What you should do
Give the listing again character for character, but drop the images.

==== Data for review

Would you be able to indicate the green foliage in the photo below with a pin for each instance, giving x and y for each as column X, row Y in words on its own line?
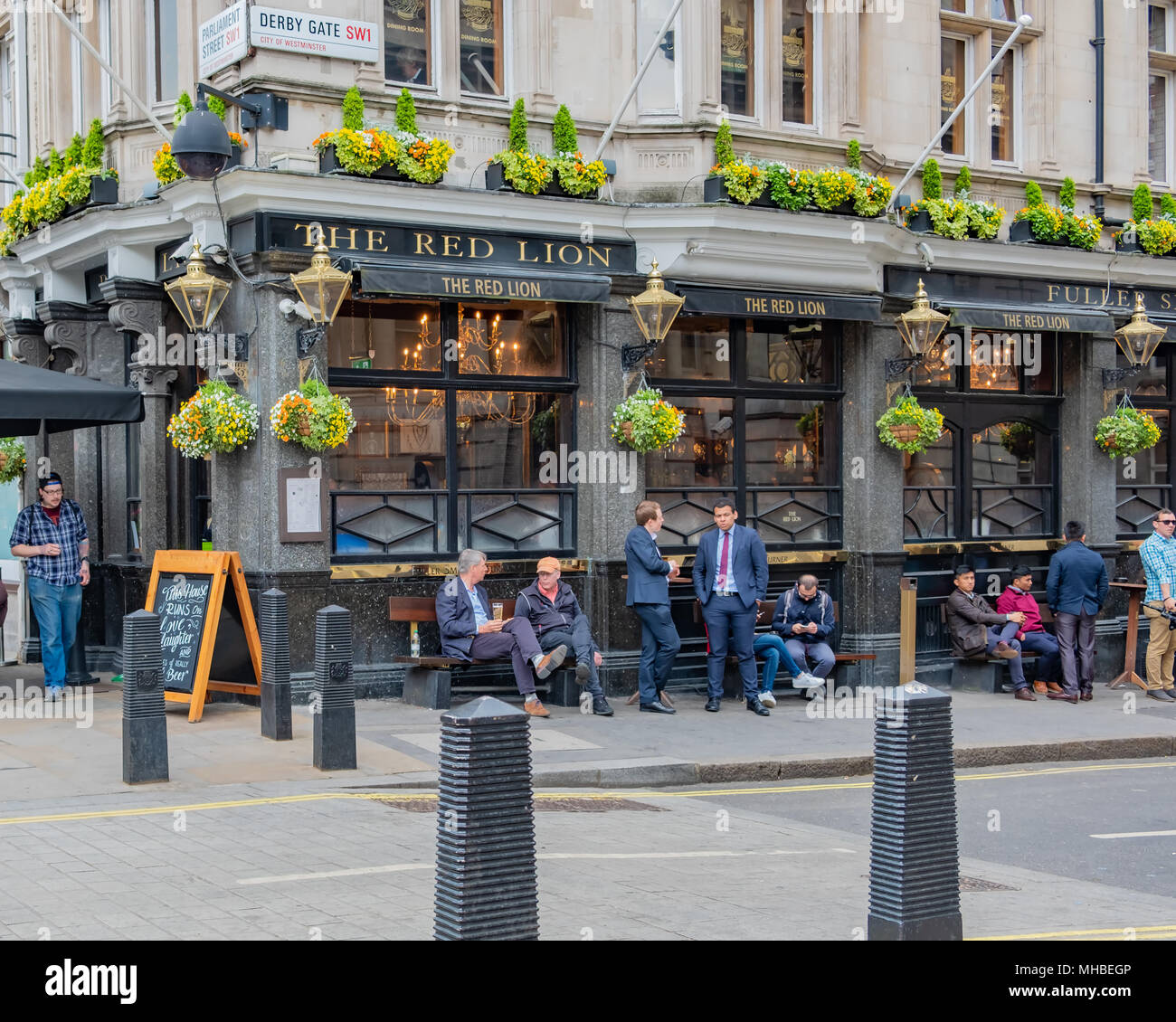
column 406, row 112
column 517, row 141
column 564, row 132
column 353, row 109
column 93, row 149
column 1141, row 203
column 933, row 180
column 725, row 149
column 854, row 156
column 183, row 106
column 71, row 156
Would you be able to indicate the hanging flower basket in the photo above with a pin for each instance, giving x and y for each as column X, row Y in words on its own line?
column 646, row 421
column 214, row 419
column 909, row 427
column 1127, row 431
column 12, row 459
column 312, row 416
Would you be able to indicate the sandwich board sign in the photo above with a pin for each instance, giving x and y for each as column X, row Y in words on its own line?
column 208, row 633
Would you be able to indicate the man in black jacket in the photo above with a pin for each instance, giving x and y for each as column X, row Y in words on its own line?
column 554, row 613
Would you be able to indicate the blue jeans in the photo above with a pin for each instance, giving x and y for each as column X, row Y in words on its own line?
column 58, row 610
column 773, row 649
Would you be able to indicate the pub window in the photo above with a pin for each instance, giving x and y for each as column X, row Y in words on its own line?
column 446, row 454
column 799, row 74
column 736, row 62
column 408, row 42
column 763, row 427
column 480, row 26
column 1143, row 482
column 953, row 85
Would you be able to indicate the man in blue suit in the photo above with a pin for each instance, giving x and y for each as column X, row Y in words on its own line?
column 1075, row 590
column 469, row 631
column 648, row 595
column 730, row 573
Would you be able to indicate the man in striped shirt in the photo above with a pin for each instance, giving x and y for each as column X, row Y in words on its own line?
column 52, row 535
column 1159, row 555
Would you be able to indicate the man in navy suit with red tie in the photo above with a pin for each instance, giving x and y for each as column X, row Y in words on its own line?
column 730, row 574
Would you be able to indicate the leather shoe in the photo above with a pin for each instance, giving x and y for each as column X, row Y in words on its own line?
column 655, row 707
column 552, row 661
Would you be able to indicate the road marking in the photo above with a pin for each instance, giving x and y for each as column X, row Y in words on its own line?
column 1169, row 931
column 1139, row 834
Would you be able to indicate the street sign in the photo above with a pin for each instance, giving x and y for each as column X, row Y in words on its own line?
column 223, row 39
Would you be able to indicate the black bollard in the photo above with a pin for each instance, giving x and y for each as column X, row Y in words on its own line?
column 144, row 717
column 486, row 887
column 333, row 700
column 274, row 627
column 914, row 852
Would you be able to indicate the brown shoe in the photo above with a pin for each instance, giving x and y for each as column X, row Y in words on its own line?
column 536, row 709
column 552, row 661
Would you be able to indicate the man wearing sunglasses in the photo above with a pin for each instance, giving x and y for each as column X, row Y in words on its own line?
column 52, row 536
column 1159, row 555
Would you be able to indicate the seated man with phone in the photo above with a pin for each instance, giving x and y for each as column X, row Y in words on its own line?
column 469, row 631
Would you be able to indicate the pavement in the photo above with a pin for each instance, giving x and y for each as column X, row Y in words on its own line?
column 398, row 743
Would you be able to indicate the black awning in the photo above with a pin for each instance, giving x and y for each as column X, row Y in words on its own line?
column 761, row 304
column 30, row 395
column 489, row 285
column 1015, row 320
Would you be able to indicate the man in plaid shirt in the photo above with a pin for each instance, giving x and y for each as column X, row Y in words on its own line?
column 1159, row 555
column 52, row 535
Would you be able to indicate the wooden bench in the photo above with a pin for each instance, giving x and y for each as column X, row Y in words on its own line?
column 983, row 673
column 428, row 680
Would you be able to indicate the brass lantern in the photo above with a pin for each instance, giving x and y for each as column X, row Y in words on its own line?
column 198, row 294
column 920, row 327
column 1140, row 339
column 321, row 287
column 655, row 308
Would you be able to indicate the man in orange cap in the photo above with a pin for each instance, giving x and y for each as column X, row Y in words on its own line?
column 554, row 613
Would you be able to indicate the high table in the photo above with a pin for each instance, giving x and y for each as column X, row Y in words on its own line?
column 1135, row 591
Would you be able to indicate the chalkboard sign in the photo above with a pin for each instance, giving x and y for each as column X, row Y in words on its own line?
column 181, row 605
column 207, row 626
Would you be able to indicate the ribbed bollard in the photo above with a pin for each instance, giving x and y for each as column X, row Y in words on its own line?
column 486, row 885
column 274, row 627
column 914, row 853
column 333, row 700
column 144, row 719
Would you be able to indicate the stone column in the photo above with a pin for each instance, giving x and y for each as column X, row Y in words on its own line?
column 871, row 506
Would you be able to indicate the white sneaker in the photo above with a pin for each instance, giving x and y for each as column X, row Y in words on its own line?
column 806, row 680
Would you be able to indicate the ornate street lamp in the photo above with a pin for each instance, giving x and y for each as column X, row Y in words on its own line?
column 198, row 294
column 655, row 310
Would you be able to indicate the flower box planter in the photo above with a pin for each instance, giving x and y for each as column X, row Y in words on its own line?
column 714, row 190
column 328, row 164
column 102, row 192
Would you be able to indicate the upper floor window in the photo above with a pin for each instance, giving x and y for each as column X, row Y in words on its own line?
column 737, row 57
column 408, row 42
column 480, row 24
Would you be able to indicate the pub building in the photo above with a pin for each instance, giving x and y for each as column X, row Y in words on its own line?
column 485, row 331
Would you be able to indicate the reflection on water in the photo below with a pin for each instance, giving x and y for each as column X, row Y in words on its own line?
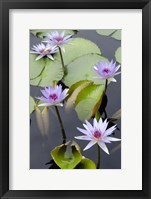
column 45, row 129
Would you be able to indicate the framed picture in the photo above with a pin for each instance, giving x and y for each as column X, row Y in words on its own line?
column 75, row 99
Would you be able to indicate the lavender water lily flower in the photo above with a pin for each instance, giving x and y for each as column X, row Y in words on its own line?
column 97, row 134
column 53, row 96
column 56, row 39
column 107, row 70
column 41, row 50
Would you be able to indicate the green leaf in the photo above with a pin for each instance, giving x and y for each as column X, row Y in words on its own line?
column 66, row 156
column 82, row 69
column 41, row 33
column 105, row 32
column 74, row 91
column 52, row 72
column 114, row 33
column 31, row 104
column 88, row 101
column 35, row 66
column 117, row 35
column 118, row 55
column 78, row 48
column 86, row 164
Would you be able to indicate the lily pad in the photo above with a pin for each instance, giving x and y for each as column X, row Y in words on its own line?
column 86, row 164
column 35, row 66
column 114, row 33
column 105, row 32
column 78, row 48
column 82, row 69
column 117, row 35
column 41, row 33
column 66, row 156
column 118, row 55
column 31, row 104
column 52, row 72
column 88, row 101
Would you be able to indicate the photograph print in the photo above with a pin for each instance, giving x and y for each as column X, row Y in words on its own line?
column 75, row 99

========

Task solution
Would you be able to indicate the green foliage in the photo below with a pin for each instance, giving x and y for each as column X, row Y in words on its own line?
column 406, row 112
column 517, row 141
column 564, row 132
column 353, row 109
column 93, row 149
column 1141, row 203
column 933, row 180
column 725, row 149
column 854, row 156
column 183, row 106
column 71, row 156
Would you be able to indicate the hanging flower basket in the photo above with a pin for each instance, giving x and y for each as column X, row Y in words on its own line?
column 646, row 421
column 214, row 419
column 909, row 427
column 1127, row 431
column 12, row 459
column 312, row 416
Would you be able to indicate the sandwich board sign in the photo above with a pin for each instance, giving x and y for each as column X, row Y in words on its own line?
column 208, row 633
Would you be able to indicate the man in black jacket in the photo above with a pin for each instance, giving x and y for each as column X, row Y in words on its own line?
column 554, row 613
Would you be able to indicate the blue jeans in the photo above with a pin for each instance, giving x and y for each as column X, row Y in words on its own line?
column 58, row 610
column 773, row 649
Would you be able to indicate the pub window in the photo above with a pin for each instance, giving x and y for each as column X, row Y in words on its own line?
column 446, row 454
column 799, row 74
column 736, row 62
column 408, row 42
column 763, row 427
column 480, row 26
column 1143, row 482
column 953, row 85
Would you be able to indicate the man in blue suit in the photo above with a pin for each instance, giving x and y for each as column X, row Y in words on its own line?
column 1075, row 590
column 469, row 631
column 648, row 595
column 730, row 573
Would you be able to indicate the man in striped shirt in the photo above with a pin for each instance, giving x and y for each as column X, row Y in words on its own line?
column 52, row 535
column 1159, row 555
Would you be able to indicate the man in navy suit with red tie in the photo above with a pin for each instance, giving x and y for each as column X, row Y in words on its own line?
column 730, row 574
Would you be able to indicate the leather shoe in the photo above with a pin for each instance, giving x and y for each as column X, row Y in words on its own line?
column 655, row 707
column 552, row 661
Would you be able to indicate the road marking in the photo above with a pin for each instance, giving x and y for each as column X, row Y in words on its own line?
column 1169, row 931
column 1139, row 834
Would you be able to indicate the street sign in the photo above with a pin for each instance, giving x and y for each as column X, row Y in words on its own line?
column 223, row 39
Would you be able to indicate the black bollard in the photo above with a pin for each instance, giving x and y for each as column X, row Y in words on its own line?
column 144, row 717
column 486, row 887
column 333, row 700
column 274, row 627
column 914, row 852
Would you be able to indicate the brown shoe in the photo above with a pin for each instance, giving x and y for each as column X, row Y in words on its own line?
column 536, row 709
column 552, row 661
Would you be able to indicate the man wearing sunglasses in the photo above with a pin for each instance, giving x and y for each as column X, row Y in words on its own line?
column 52, row 536
column 1159, row 555
Would you be able to indicate the seated man with phone in the photo above with a pin for each instance, giving x and y for each as column X, row Y in words on its own line?
column 469, row 631
Would you be able to indicate the pavement in the photo above with a pin for each instance, giving x and y for each as column X, row Y in words on its own line?
column 398, row 743
Would you be able to indicate the black awning in the photo above with a pin for each instance, giving x and y for each as column X, row Y in words on its own line?
column 761, row 304
column 30, row 395
column 489, row 285
column 1015, row 320
Would you be able to indicate the man in plaid shirt in the photo above with a pin for each instance, giving x and y for each as column X, row Y in words on its own line?
column 1159, row 555
column 52, row 535
Would you be able to indicate the wooden bench in the photo above with a pin for each instance, giving x and y for each as column X, row Y in words on its own line?
column 983, row 673
column 428, row 680
Would you be able to indicate the brass lantern in the photo above with a pin for each instance, giving x and y for each as column X, row Y in words on its own line?
column 198, row 294
column 920, row 327
column 1140, row 339
column 321, row 287
column 655, row 308
Would you be able to indicate the man in orange cap in the photo above with a pin for each instance, giving x and y for each as column X, row Y in words on its own line?
column 554, row 613
Would you be able to indicate the high table in the photo above with a pin for each instance, giving x and y for each as column X, row Y in words on its own line?
column 1135, row 591
Would you be able to indicate the chalkboard sign in the photo above with a pin for each instance, giving x and y for each as column X, row Y in words on its own line?
column 181, row 605
column 207, row 626
Would you be able to indicate the ribbed bollard in the photo above with a pin for each instance, giving x and y for each as column X, row Y in words on its own line?
column 486, row 885
column 274, row 627
column 914, row 853
column 333, row 700
column 144, row 719
Would you be able to indicate the stone column in the photo above with a pin for each instance, giving x and y for each as column X, row Y in words on its own line?
column 871, row 506
Would you be able to indicate the white sneaker in the photo above with a pin for each instance, giving x and y for each as column X, row Y in words on its own line?
column 806, row 680
Would you be able to indicate the ornate street lamp in the photo above with a pin for each instance, giving x and y for each as column X, row Y in words on its own line?
column 198, row 294
column 655, row 310
Would you be able to indicate the flower box planter in the photo above with a pin for each instance, giving x and y for each as column X, row Y in words on its own line?
column 714, row 190
column 328, row 164
column 102, row 192
Would you be able to indicate the upper floor window in the photo above with a pin for each instance, giving x and y for each as column X, row Y in words on its own line?
column 737, row 57
column 408, row 42
column 480, row 24
Would you be able to indicate the pub building in the photo above with a pin for each instance, giving x and y for each as column X, row Y in words on its own line?
column 485, row 331
Would you be able to indicate the reflection on water in the photo below with a pin for each instance, giving x and y for each as column X, row Y in words on its own line?
column 45, row 129
Would you be able to indicate the framed picture in the photo above with a pin for each instance, giving x and y for each as column X, row Y in words on its own line?
column 75, row 99
Would you be able to indicate the lavender water lily flower in the photo above with a pin for each instance, giving x and y for each as column X, row Y in words on its own line?
column 97, row 134
column 53, row 96
column 56, row 39
column 107, row 70
column 41, row 50
Would you be able to indicate the green leaf in the photo above with a pin for each instance, giving x and y for each as column X, row Y in words on its own line?
column 66, row 156
column 82, row 69
column 41, row 33
column 105, row 32
column 74, row 91
column 52, row 72
column 114, row 33
column 31, row 104
column 88, row 101
column 35, row 66
column 117, row 35
column 118, row 55
column 78, row 48
column 86, row 164
Would you be able to indicate the lily pad in the photo above with a pin for each instance, giving x and y for each as column X, row Y in words on its own line?
column 86, row 164
column 35, row 66
column 114, row 33
column 105, row 32
column 78, row 48
column 82, row 69
column 117, row 35
column 41, row 33
column 66, row 156
column 118, row 55
column 31, row 104
column 52, row 72
column 88, row 101
Would you be able to indicate the photograph print in the photo above with a pin for each instance, giving x and y for each as column X, row Y in words on its own line?
column 75, row 99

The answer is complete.